[Stored data entries]
::::::::

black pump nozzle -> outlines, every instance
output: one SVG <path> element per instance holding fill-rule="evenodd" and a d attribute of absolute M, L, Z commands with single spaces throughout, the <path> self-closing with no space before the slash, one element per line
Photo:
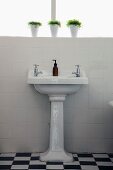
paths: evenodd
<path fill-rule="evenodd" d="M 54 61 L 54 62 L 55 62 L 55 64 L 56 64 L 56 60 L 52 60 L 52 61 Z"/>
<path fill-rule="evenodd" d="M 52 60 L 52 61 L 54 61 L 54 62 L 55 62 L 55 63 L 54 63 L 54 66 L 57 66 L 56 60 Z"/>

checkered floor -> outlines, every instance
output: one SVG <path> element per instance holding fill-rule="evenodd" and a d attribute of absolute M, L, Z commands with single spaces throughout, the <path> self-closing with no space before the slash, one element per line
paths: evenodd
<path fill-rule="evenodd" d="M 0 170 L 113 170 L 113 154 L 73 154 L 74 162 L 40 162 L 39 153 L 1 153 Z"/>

::::::::

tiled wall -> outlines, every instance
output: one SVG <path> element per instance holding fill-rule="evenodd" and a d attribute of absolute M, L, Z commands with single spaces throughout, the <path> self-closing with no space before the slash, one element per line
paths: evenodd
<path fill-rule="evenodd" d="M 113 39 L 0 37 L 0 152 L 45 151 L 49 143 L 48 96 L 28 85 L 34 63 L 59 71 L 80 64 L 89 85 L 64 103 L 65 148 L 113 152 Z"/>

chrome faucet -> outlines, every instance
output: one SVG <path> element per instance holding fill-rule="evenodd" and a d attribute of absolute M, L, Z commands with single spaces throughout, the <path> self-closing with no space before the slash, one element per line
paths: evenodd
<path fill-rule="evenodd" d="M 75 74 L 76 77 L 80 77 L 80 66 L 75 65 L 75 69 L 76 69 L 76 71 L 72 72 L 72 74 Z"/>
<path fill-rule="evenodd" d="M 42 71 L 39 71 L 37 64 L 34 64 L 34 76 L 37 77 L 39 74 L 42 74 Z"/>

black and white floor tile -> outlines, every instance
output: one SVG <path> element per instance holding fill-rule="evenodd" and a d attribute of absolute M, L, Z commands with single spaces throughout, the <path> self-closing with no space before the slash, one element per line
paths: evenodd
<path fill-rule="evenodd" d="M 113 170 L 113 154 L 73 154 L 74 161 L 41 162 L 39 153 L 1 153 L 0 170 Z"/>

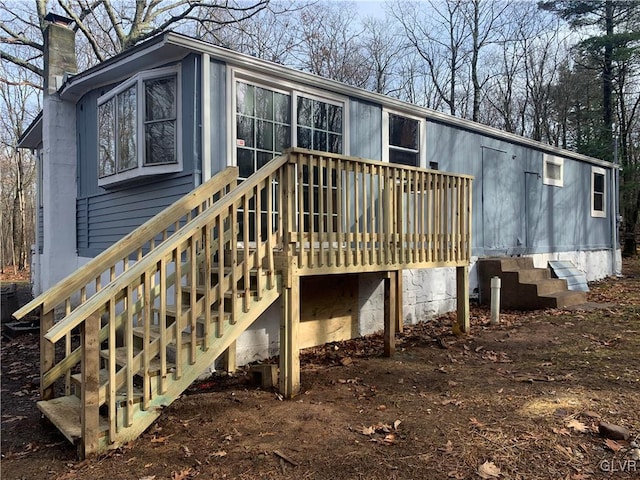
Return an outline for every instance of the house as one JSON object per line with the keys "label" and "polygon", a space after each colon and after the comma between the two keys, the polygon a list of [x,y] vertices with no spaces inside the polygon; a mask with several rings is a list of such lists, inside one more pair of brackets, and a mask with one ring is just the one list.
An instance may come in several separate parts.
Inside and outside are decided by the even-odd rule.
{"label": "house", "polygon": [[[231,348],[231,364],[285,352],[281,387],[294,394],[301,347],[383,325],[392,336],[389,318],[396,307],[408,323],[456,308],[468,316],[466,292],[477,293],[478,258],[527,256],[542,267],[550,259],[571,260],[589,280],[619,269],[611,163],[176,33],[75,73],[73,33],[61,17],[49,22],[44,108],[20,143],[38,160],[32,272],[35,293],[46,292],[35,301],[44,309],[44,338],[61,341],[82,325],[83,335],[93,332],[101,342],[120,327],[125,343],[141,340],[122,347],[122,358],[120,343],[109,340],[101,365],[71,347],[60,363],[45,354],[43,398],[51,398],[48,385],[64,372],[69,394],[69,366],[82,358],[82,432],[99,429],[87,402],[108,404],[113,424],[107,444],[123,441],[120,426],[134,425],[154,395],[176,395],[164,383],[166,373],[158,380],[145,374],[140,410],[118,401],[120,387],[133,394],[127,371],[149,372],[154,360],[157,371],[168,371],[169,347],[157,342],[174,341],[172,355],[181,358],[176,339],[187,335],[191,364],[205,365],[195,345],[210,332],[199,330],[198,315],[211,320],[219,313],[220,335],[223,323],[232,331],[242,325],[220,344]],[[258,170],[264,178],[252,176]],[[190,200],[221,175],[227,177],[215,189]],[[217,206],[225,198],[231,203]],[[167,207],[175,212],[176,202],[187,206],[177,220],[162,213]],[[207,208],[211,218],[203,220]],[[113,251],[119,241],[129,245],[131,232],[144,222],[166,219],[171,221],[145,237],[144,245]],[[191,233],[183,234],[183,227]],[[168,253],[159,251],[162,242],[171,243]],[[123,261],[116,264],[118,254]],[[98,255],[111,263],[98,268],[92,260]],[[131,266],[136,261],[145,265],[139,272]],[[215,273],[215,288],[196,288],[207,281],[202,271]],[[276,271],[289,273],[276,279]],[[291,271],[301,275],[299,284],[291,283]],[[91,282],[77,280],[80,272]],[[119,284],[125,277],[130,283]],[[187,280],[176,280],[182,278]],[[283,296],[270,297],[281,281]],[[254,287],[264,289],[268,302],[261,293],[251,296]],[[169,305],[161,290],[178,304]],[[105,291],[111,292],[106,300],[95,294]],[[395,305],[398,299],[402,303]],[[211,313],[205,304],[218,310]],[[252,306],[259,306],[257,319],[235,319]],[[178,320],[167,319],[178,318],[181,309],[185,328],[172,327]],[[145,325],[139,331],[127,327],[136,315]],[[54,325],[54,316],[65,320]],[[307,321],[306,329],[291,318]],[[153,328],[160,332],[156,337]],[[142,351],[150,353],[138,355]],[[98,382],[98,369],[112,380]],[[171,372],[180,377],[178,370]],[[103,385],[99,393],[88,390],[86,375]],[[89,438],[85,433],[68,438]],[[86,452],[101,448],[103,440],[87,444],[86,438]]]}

::::::::

THE PROBLEM: Look through the records and copy every line that has the word "floor".

RESULT FOR THIS TASK:
checkered floor -> outlines, every instance
black and white floor tile -> outlines, every instance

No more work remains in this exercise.